▶ Supplied text:
* * *

Left to right: Matt Hickey, professor of Health and Exercise Science, Gwen Gorzelsky, executive director of TILT and professor of English, Lumina Albert, associate professor of Management, and Moti Gorin, an associate professor of Philosophy, are members of the leadership board for CSU’s Center for Ethics and Human Rights. (Photo: John Eisele, CSU)
Lumina Albert grew up in India, in a society where she says women and girls were considered lower in the social hierarchy. These circumstances taught her to sometimes ask uncomfortable questions from an early age about her role in making change.
“This laid a passion in my heart that I needed to do something to change the situation I was seeing, where women and girls were being oppressed,” she said. “That brought into my heart a desire for working with students and a commitment to work for the advancement of ethics and human rights.”
Albert is now living both of those passions at Colorado State University. She is an associate professor in management at the College of Business and is now the founder and executive director of the newly formed Center for Ethics and Human Rights.
Spanning all eight CSU colleges, the center was officially approved by Faculty Council last May and Provost and Executive Vice President Mary Pedersen in June. It will be housed in The Institute for Learning and Teaching and the Office of the Provost.
“The decision to support the development of a CSU Center for Ethics and Human Rights was simply the right thing to do given our mission of academic and research excellence, our institutional values of equity and social justice, and the need to prepare the next generation of leaders for an increasingly complex world,” Pedersen said. “Its impact will be significant, and I am grateful to Dr. Albert for leading the call to establish this center and accepting the role of executive director.”
Albert said that she envisions the center tackling some of the world’s most pressing issues through discussions between experts across all disciplines.
What will the Center for Ethics and Human Rights do?
Albert has a presentation outlining the center’s goals, and it includes a slide detailing the United Nations’ lofty targets for sustainable development, which she said inspired the center and guided its mission.
“It says we need to fight poverty, ensure there’s zero hunger and that people have the right to good health, well-being and a quality education,” she said. “All of these things, when I reflect on them, give me great joy when I realize that it is possible to tackle these problems.”
It’s something that she believes CSU’s expertise across virtually all disciplines is uniquely equipped to tackle, especially when it comes to issues that are central to Colorado.
“For decades, CSU has been known for its work related to water,” Albert said. “Much of this work has been related to engineering and maybe natural science, but it’s important for this work to be interdisciplinary and collaborative so we bring voices from each college into these conversations. For instance, business ethics researchers know that there is growing competition for water, and it is important to ensure that clean water is available for marginalized communities around the world, even while businesses use this precious resource.”
Albert said that businesses are moving away from an exclusive focus on profitability to equally prioritizing social responsibility and addressing social challenges. OtterBox CEO Jim Parke exemplifies this philosophy.
“I am over-the-moon excited for the CSU Center for Ethics and Human Rights,” Parke said. “It is the culmination of many years of effort by the faculty to make sure students receive a holistic education and make a difference in the world.

* * *

▶ Data under study:
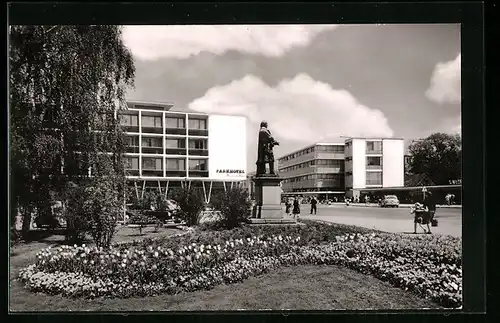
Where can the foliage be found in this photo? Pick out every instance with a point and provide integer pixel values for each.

* * *

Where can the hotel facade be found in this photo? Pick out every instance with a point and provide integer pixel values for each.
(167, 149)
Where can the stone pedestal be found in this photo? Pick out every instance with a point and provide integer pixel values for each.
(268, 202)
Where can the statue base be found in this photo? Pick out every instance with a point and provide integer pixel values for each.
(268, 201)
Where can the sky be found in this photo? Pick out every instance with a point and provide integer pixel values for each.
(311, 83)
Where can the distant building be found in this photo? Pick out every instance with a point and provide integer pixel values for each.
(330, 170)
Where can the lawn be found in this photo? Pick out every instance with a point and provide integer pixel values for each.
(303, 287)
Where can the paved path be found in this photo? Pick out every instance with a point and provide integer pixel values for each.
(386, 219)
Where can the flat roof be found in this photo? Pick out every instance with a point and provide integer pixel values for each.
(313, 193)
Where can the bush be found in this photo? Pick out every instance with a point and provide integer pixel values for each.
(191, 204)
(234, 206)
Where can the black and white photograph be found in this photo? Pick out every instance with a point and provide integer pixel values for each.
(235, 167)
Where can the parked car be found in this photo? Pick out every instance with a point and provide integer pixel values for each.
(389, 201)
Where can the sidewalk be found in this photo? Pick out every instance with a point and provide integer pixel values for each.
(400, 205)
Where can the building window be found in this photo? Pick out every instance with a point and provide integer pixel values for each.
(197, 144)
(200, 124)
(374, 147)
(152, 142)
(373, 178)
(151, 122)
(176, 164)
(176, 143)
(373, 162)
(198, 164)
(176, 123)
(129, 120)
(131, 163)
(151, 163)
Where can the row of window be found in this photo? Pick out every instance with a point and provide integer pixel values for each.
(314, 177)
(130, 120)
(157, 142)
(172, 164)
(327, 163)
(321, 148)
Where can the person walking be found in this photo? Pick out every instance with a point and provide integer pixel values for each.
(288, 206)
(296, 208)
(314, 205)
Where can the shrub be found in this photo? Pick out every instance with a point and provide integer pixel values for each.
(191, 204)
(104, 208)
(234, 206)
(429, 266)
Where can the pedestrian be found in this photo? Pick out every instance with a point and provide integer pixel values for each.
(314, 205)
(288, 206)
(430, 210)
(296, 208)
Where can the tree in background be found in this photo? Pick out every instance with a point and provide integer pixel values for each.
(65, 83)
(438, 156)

* * *

▶ Required action:
List the members of the center's leadership board named in the article about CSU's Center for Ethics and Human Rights, with each person's position. The material has no connection to the article about CSU's Center for Ethics and Human Rights.

▶ Task solution:
- Matt Hickey, professor of Health and Exercise Science
- Gwen Gorzelsky, executive director of TILT and professor of English
- Lumina Albert, associate professor of Management
- Moti Gorin, associate professor of Philosophy